• GOAL
Recast the lines of the records below, from the line containing "For every instance of the gas" through the line containing "x=634 y=182", as a Markdown table with the columns No. and Line. Give each line its own numbered row and leave out blank lines.

--- begin SUPPLIED RECORDS ---

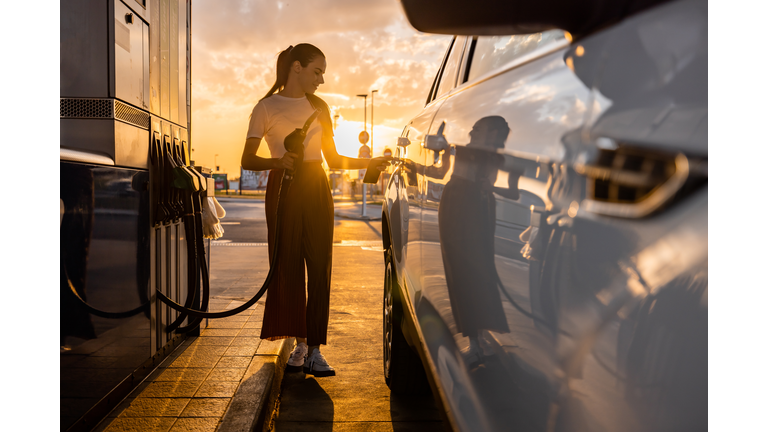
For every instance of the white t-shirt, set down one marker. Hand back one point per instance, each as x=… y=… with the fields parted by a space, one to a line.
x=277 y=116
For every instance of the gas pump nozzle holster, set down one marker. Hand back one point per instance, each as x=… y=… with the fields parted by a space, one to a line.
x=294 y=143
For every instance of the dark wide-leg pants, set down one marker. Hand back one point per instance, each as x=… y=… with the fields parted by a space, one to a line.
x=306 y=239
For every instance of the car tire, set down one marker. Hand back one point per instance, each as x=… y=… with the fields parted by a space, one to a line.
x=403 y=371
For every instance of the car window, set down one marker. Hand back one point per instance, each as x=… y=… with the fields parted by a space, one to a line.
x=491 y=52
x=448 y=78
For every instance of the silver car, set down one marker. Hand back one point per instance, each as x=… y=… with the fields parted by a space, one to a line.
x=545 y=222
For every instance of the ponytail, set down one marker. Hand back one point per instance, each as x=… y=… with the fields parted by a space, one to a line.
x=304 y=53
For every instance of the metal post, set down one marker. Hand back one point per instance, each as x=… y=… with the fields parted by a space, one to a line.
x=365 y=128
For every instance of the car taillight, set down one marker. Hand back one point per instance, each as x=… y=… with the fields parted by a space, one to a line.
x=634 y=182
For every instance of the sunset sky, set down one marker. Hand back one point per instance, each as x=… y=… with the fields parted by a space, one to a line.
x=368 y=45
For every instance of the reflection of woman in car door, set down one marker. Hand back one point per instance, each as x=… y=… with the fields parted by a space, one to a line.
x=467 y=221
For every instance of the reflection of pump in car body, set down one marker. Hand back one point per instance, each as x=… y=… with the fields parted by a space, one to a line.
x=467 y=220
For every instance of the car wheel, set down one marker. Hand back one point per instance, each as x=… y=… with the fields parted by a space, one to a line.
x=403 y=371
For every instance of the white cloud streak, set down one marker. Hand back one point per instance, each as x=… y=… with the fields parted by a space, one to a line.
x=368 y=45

--- end SUPPLIED RECORDS ---
--- begin SUPPLIED RECORDS ---

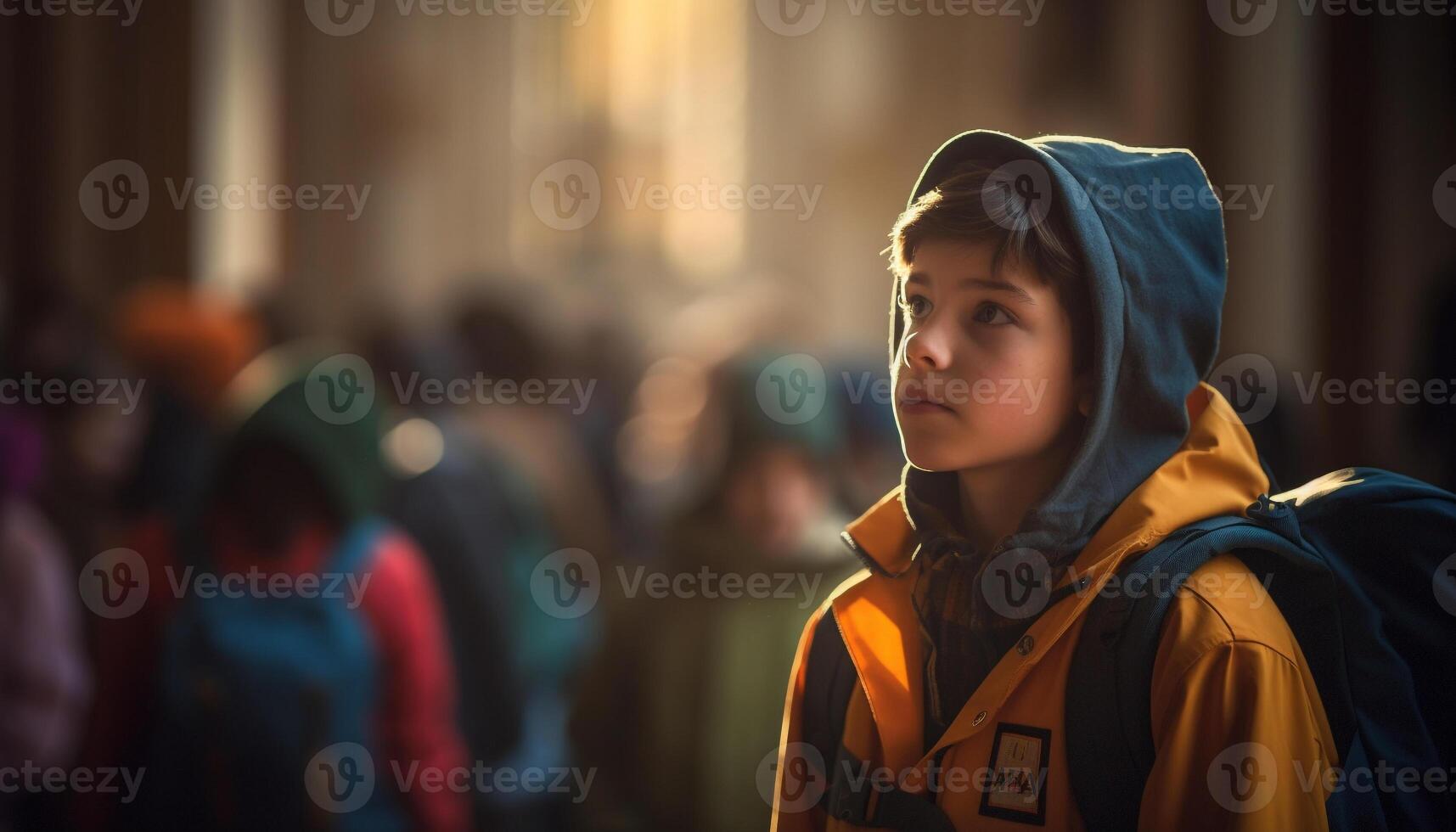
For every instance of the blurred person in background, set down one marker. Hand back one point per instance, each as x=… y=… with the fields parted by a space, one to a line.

--- end SUPPLIED RECORDS ---
--- begin SUPPLIED RECORDS ---

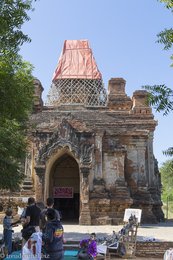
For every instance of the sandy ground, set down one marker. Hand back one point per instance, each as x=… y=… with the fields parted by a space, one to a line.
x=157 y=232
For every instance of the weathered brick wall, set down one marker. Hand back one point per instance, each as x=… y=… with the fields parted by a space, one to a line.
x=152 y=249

--- end SUPPLIED RECORDS ---

• RESPONSE TO THIS EXERCISE
| No. | Line |
|---|---|
| 1 | For every instance of the gas pump nozzle holster, set down one marker. Hand back one point per instance, each as x=… y=… with the fields parted by a space, one to a line. |
| 2 | x=294 y=143 |
| 3 | For every instance of the dark wide-leg pants, set down one marker. Hand back one point per instance, each as x=… y=… with the fields parted by a space, one to a line. |
| 4 | x=306 y=239 |
| 5 | For every instance of the car tire, set down one marker. Hand back one point per instance, each as x=… y=… with the fields parted by a space, one to a line. |
| 6 | x=403 y=371 |
| 7 | For every instance of the car window, set down one marker. Hand back one point per instance, each as x=… y=… with the fields parted by a space, one to a line. |
| 8 | x=491 y=52 |
| 9 | x=448 y=78 |
| 10 | For every instance of the silver car, set down one marker. Hand back one point per instance, each as x=… y=… with the fields parted by a space, one to a line. |
| 11 | x=545 y=222 |
| 12 | For every instance of the ponytail, set down one marker. Hand back one point per instance, each as x=… y=… with the fields parted by a space, one to a line. |
| 13 | x=304 y=53 |
| 14 | For every instance of the metal post, set down one marker. Hand back one point per instance, each as x=… y=… with the fields parted by a space, one to a line. |
| 15 | x=365 y=128 |
| 16 | For every instance of the car taillight, set down one marker. Hand back one point per instance, each as x=… y=… with the fields parted by a space, one to a line. |
| 17 | x=634 y=182 |